── Page text

# First snake



## hornet2k8 (May 4, 2014)

Hi there i am now the proud owner of a coral morph milk snake that we got from a local pet store and asking a bit of advice:
firstly ive got bark chips for substrait which is pushing the humidity up which i know carnt be good for a snake and should i change it? 
Second ive got a low output UV bulb which ive heard is ok for them is this ok?
thirdly he does like to be handled but get a bit scatty for the first 5 mins of handling then calms down chills out is this normal? 
And finally hes been fed on a sunday should i keep it like that hes on medium mice and fully grown 

Any advice is welcome ive tryed to find out as much as i can about his feeding habits and copied his viv in the shop so hes going to be ok with it its just the humidity i am worried about


----------



## hornet2k8 (May 4, 2014)

Few images of the viv ive got


----------



## Tongue Flicker (Oct 26, 2014)

Aww congrats on your first snake! As long as there is enough ventilation and the viv doesnt get stuffy inside, a mid humidity level is just fine. Milks are more temperamental than corns or kings so a little bite here and there is something you can expect. Anyways enjoy and good luck!


----------



## hornet2k8 (May 4, 2014)

He doest bite he runs off if anything


----------



## Tommy Coopers Ghost (Sep 14, 2014)

he would Appreciate a hide 
at either end of viv... one at warm end, one at cool end...

────
── Entries supplied

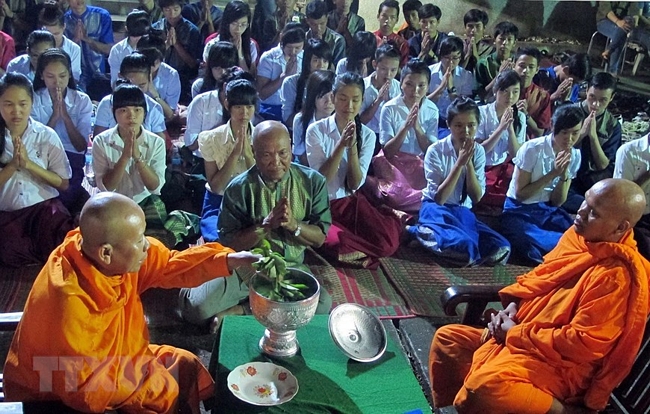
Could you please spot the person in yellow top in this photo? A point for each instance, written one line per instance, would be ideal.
(83, 338)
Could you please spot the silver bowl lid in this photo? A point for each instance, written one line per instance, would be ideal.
(357, 332)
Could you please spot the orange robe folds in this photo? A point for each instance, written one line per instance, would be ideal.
(83, 338)
(580, 323)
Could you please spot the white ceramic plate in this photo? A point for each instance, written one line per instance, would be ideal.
(262, 383)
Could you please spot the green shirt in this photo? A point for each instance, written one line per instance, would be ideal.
(248, 200)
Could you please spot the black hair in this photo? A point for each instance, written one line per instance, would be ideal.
(230, 75)
(460, 105)
(429, 10)
(364, 45)
(503, 81)
(156, 40)
(352, 79)
(410, 5)
(316, 9)
(292, 35)
(319, 84)
(313, 47)
(167, 3)
(241, 92)
(579, 66)
(128, 94)
(51, 15)
(8, 80)
(530, 51)
(417, 67)
(391, 4)
(40, 36)
(137, 23)
(387, 50)
(506, 29)
(450, 45)
(603, 81)
(566, 117)
(50, 56)
(222, 55)
(135, 62)
(234, 11)
(475, 16)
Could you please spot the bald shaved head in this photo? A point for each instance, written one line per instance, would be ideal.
(611, 207)
(112, 232)
(272, 150)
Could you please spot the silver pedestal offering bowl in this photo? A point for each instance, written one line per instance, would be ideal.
(282, 319)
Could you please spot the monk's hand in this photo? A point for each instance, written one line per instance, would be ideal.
(241, 259)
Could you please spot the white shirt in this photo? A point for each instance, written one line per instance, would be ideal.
(538, 158)
(79, 108)
(489, 123)
(204, 113)
(21, 64)
(107, 149)
(288, 92)
(393, 117)
(463, 82)
(371, 93)
(272, 64)
(438, 163)
(168, 85)
(632, 161)
(44, 148)
(322, 137)
(154, 121)
(74, 51)
(118, 52)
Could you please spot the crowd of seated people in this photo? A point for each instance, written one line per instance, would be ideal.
(417, 133)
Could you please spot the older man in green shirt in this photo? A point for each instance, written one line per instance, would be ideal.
(277, 200)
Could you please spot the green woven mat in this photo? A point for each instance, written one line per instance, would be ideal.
(370, 288)
(421, 280)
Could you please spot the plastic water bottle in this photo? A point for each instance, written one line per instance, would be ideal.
(88, 168)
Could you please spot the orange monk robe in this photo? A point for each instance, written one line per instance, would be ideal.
(580, 320)
(83, 338)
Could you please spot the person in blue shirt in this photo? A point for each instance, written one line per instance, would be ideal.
(91, 28)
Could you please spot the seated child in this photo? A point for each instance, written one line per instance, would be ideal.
(488, 67)
(130, 160)
(277, 64)
(61, 106)
(319, 104)
(563, 81)
(448, 79)
(534, 101)
(136, 69)
(533, 220)
(38, 42)
(227, 151)
(454, 168)
(381, 86)
(475, 47)
(425, 45)
(409, 124)
(411, 25)
(599, 139)
(33, 169)
(501, 132)
(388, 14)
(340, 147)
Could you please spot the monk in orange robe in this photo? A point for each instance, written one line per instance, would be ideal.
(83, 338)
(571, 328)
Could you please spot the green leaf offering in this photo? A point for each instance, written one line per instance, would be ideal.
(273, 268)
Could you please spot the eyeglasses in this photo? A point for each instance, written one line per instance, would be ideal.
(235, 25)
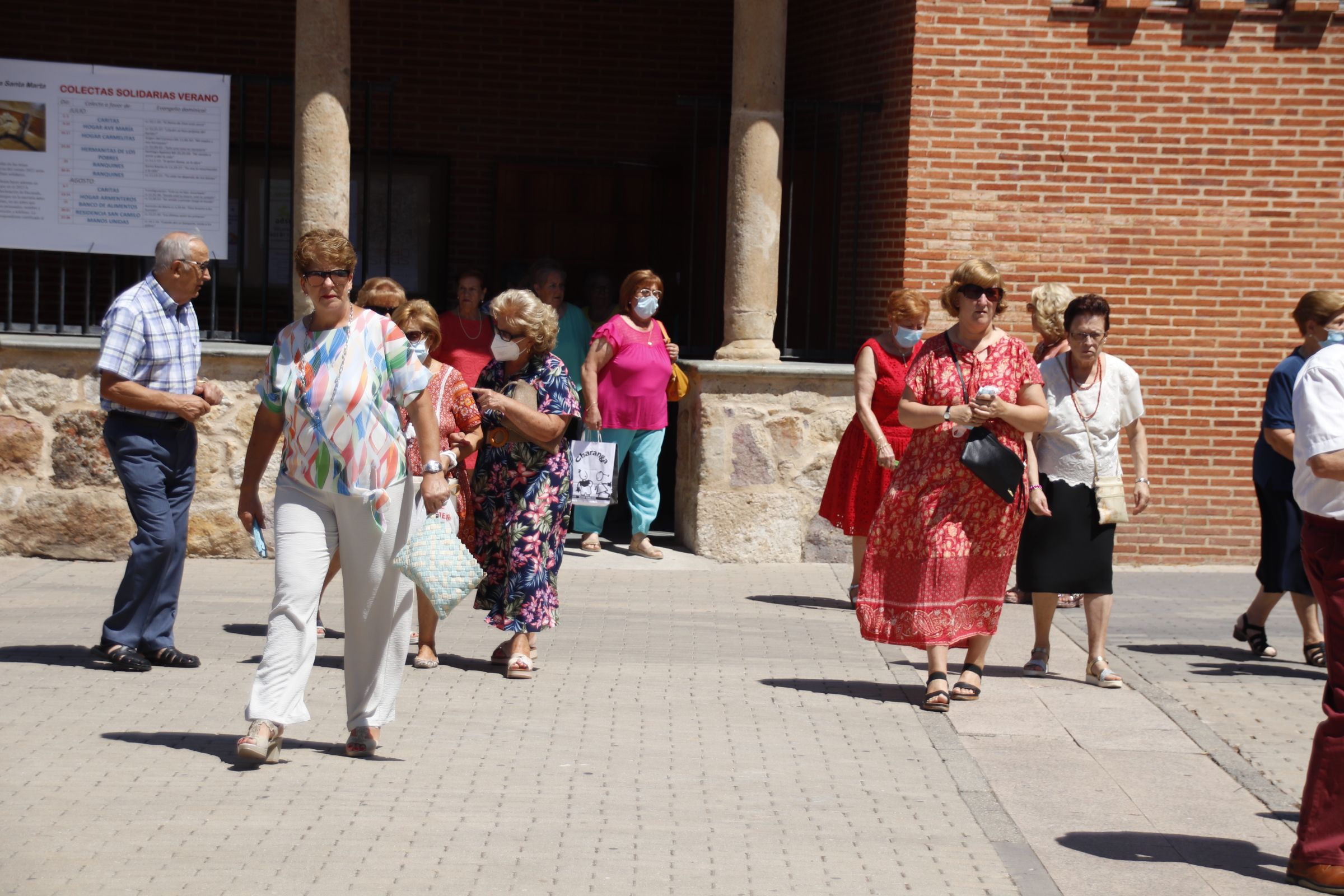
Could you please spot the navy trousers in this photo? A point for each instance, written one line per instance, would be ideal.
(156, 461)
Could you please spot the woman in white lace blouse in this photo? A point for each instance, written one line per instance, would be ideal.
(1065, 547)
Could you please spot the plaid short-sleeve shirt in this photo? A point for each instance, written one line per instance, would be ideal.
(152, 340)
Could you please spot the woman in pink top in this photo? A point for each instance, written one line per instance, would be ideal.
(626, 385)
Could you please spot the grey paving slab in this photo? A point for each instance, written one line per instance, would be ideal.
(694, 729)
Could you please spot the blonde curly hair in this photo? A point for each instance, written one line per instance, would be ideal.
(519, 311)
(978, 272)
(1050, 301)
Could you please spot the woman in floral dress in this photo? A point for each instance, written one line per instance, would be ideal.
(942, 543)
(522, 483)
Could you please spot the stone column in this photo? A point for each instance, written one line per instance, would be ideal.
(321, 122)
(756, 190)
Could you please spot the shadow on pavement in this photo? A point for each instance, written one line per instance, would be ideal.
(1222, 853)
(1213, 651)
(805, 602)
(327, 662)
(468, 664)
(882, 692)
(53, 655)
(218, 746)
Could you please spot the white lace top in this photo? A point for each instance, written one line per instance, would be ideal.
(1062, 450)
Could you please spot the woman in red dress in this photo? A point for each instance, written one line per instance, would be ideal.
(942, 543)
(874, 442)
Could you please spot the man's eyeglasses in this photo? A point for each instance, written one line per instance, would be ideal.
(973, 292)
(316, 277)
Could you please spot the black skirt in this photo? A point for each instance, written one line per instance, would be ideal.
(1281, 543)
(1070, 551)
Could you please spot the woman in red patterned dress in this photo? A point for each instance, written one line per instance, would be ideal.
(456, 413)
(875, 441)
(942, 543)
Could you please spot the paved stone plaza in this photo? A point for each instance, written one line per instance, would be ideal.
(694, 729)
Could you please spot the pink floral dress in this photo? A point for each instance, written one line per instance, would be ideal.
(942, 544)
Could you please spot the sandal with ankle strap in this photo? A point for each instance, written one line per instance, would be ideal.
(1104, 678)
(928, 703)
(361, 745)
(1254, 636)
(973, 689)
(263, 750)
(1039, 664)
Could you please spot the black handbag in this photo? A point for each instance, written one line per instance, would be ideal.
(992, 463)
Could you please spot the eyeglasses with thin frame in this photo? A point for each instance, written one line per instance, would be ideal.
(318, 277)
(973, 292)
(1088, 338)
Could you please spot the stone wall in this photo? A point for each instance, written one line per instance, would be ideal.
(754, 450)
(59, 494)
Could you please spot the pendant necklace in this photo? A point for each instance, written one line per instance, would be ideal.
(480, 325)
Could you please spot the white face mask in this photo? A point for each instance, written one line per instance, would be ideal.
(505, 349)
(647, 307)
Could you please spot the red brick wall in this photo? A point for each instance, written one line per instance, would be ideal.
(1187, 167)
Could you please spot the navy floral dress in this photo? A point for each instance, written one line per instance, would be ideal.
(522, 494)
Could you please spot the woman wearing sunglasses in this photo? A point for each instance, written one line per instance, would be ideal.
(333, 389)
(456, 413)
(522, 481)
(942, 542)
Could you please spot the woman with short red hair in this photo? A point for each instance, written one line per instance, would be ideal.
(874, 442)
(626, 383)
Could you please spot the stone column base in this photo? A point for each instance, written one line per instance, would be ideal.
(754, 450)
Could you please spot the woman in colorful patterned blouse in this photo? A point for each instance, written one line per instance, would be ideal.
(333, 388)
(522, 483)
(942, 543)
(456, 413)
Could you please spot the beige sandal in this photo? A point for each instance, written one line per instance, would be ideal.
(263, 750)
(640, 544)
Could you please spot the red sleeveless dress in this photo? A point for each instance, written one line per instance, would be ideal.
(857, 483)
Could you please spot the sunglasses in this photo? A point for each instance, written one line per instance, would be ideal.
(973, 293)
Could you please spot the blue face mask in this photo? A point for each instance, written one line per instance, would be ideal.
(908, 338)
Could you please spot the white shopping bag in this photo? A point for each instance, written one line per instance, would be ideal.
(593, 472)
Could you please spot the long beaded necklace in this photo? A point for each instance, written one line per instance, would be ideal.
(303, 379)
(1073, 394)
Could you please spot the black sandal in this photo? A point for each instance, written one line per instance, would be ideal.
(171, 657)
(928, 702)
(1254, 636)
(973, 689)
(122, 657)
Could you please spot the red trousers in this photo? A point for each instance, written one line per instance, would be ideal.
(1320, 832)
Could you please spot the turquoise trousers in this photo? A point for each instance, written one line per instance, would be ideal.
(642, 484)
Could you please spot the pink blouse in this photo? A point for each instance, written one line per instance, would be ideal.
(632, 389)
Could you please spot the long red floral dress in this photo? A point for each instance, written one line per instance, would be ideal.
(942, 544)
(857, 483)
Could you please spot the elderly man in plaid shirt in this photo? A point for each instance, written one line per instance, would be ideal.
(150, 359)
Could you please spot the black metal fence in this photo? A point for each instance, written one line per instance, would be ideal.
(824, 183)
(249, 295)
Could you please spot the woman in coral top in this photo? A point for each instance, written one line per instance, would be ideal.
(626, 385)
(874, 442)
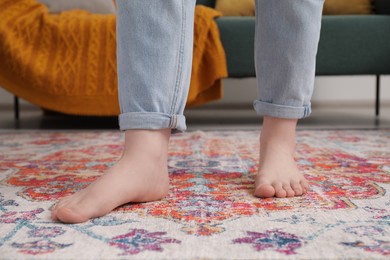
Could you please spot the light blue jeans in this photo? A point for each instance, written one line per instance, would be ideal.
(154, 48)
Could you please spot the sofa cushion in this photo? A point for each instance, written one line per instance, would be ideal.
(337, 7)
(236, 7)
(93, 6)
(331, 7)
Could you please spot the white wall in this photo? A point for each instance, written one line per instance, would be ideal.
(342, 89)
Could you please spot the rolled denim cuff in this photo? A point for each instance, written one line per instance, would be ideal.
(151, 121)
(281, 111)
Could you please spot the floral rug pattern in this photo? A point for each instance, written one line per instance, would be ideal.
(210, 211)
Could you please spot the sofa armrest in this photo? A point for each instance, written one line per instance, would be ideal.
(382, 6)
(209, 3)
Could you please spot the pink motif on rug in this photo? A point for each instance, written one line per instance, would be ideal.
(211, 176)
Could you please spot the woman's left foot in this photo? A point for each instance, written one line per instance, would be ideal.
(278, 174)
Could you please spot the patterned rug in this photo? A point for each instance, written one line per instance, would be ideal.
(210, 212)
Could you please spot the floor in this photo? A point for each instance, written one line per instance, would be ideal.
(206, 118)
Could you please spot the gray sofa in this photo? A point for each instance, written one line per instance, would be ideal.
(349, 44)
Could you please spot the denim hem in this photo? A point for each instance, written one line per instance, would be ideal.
(151, 120)
(281, 111)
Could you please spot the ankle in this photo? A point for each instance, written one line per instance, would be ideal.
(152, 144)
(278, 134)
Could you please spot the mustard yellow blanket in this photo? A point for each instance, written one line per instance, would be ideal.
(67, 62)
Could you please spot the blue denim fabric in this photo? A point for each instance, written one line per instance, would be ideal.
(287, 35)
(154, 48)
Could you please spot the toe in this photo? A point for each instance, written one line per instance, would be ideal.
(305, 186)
(289, 191)
(279, 191)
(296, 186)
(264, 191)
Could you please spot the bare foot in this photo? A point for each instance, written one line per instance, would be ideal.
(141, 175)
(278, 173)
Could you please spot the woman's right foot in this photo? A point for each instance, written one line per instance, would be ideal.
(141, 175)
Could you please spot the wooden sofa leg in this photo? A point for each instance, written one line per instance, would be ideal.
(377, 101)
(16, 108)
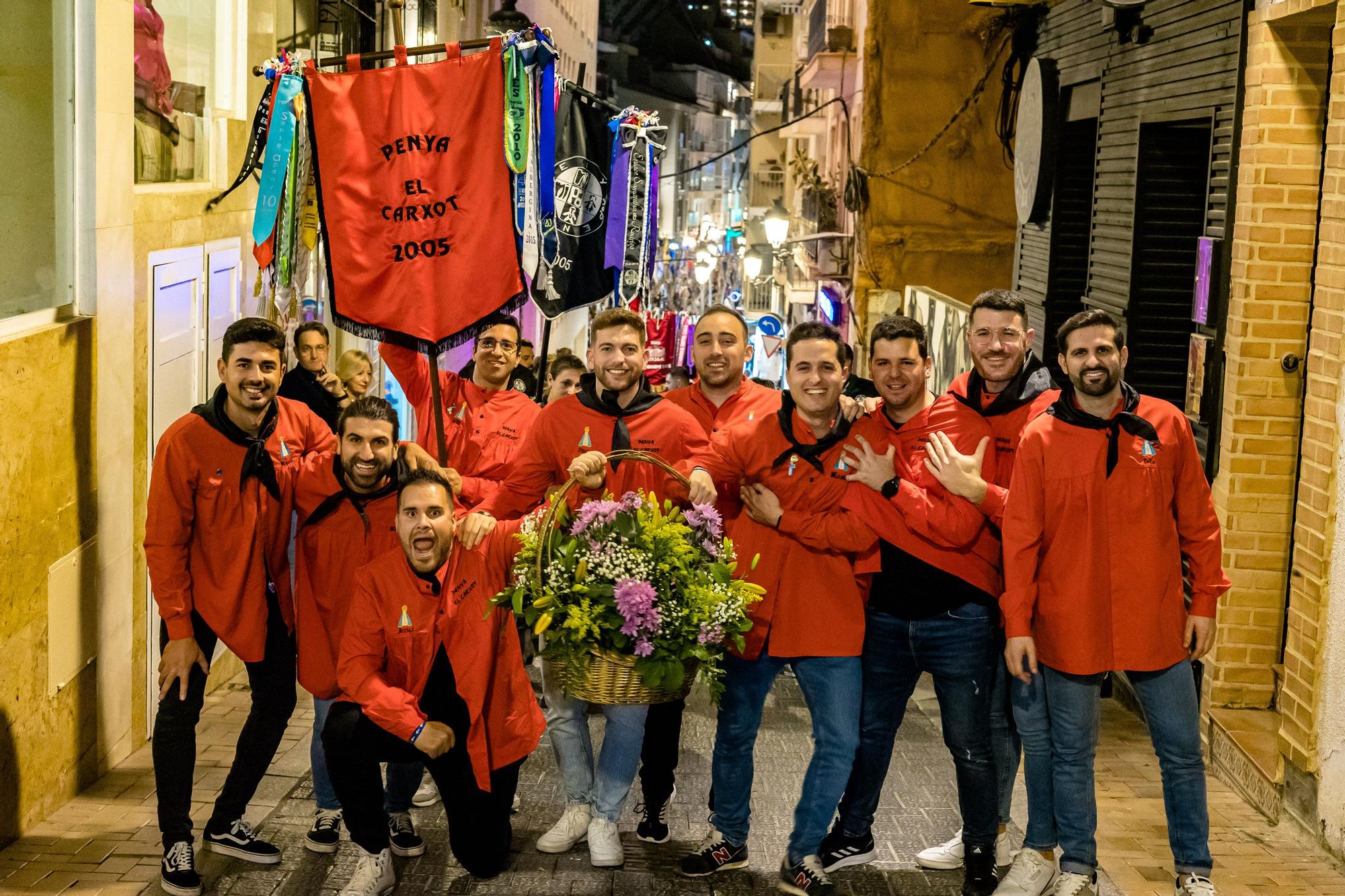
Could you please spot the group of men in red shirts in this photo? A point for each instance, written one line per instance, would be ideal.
(892, 544)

────

Your tasks:
**a)** Answer these about the forum thread on a first snake:
(i) What kind of snake did the first poster get, and where did it come from?
(ii) What size of mice is the snake fed?
(iii) Where does the last reply say the hides should go?
**b)** Write a continuation of the forum thread on a first snake, picking up after its last post.

Answer set:
**a)**
(i) A coral morph milk snake, from a local pet store.
(ii) Medium mice.
(iii) One at the warm end of the viv and one at the cool end.

**b)**
what Heating set up and temps you Running?

Nice snake :2thumb:


----------



## hornet2k8 (May 4, 2014)

Yea am thinking of it but the viv is really small 2 ft temp atm is set at 28 degreese took me a wbile to get it sorted but i am using bark atm and its putting a lot of humidty in the tank and fogging up the glass


----------



## Tommy Coopers Ghost (Sep 14, 2014)

swap the bark for aspen... its cheap... put it in Nice and deep they Like to burrow through it...

i would still put a hide at each end, small cardboard box with entrance hole will do for now...


----------



## hornet2k8 (May 4, 2014)

I dont like the look of aspen i know they like to bury in it but i want him on show really


----------



## Tommy Coopers Ghost (Sep 14, 2014)

hornet2k8 said:


> I dont like the look of aspen i know they like to bury in it but i want him on show really


hell still be on show when he is out and about... would solve your misting up Problem... and enrich his Habitat... worth considering?


----------



## hornet2k8 (May 4, 2014)

Fair enough ill give it a go on next change i mite try drying it all out see how it goes will he be ok with the high humidity ive got beardies and know they dont like high humidty


----------



## hornet2k8 (May 4, 2014)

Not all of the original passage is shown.